The answer must consist of every line from the data that holds the string "dark".
[[ INFORMATION PROVIDED, beginning ]]
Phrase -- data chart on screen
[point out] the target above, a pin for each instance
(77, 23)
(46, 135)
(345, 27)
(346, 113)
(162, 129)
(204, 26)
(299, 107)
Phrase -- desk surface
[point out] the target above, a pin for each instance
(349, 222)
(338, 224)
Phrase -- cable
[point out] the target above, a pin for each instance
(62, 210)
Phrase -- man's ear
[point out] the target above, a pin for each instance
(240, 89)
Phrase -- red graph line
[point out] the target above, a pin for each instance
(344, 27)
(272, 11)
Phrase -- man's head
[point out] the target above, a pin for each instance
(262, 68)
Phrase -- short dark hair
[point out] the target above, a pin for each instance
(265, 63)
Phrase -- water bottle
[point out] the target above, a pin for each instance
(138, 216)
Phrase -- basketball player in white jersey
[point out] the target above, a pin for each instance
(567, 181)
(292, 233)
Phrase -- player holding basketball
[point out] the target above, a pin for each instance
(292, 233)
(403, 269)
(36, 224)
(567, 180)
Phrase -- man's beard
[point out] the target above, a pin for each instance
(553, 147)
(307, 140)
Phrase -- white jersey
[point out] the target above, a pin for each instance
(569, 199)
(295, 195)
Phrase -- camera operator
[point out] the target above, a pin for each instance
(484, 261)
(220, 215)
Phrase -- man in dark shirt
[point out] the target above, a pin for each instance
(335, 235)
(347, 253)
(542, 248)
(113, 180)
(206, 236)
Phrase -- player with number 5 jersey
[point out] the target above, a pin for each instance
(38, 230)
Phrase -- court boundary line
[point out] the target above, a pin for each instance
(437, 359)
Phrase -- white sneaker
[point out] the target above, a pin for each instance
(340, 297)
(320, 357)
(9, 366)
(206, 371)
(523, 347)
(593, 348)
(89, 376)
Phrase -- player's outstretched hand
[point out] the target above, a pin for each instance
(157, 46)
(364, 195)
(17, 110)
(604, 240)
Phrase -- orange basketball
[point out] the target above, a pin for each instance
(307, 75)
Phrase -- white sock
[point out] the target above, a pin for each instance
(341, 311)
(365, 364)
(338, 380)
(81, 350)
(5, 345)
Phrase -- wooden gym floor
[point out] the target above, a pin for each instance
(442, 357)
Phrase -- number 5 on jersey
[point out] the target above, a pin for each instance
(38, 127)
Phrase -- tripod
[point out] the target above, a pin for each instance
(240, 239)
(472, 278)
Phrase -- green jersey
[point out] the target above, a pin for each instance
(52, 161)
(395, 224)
[[ INFORMATION PROVIDED, end ]]
### SOLUTION FOR THIS PROBLEM:
Phrase -- short dark hair
Phrase -- man in dark shirt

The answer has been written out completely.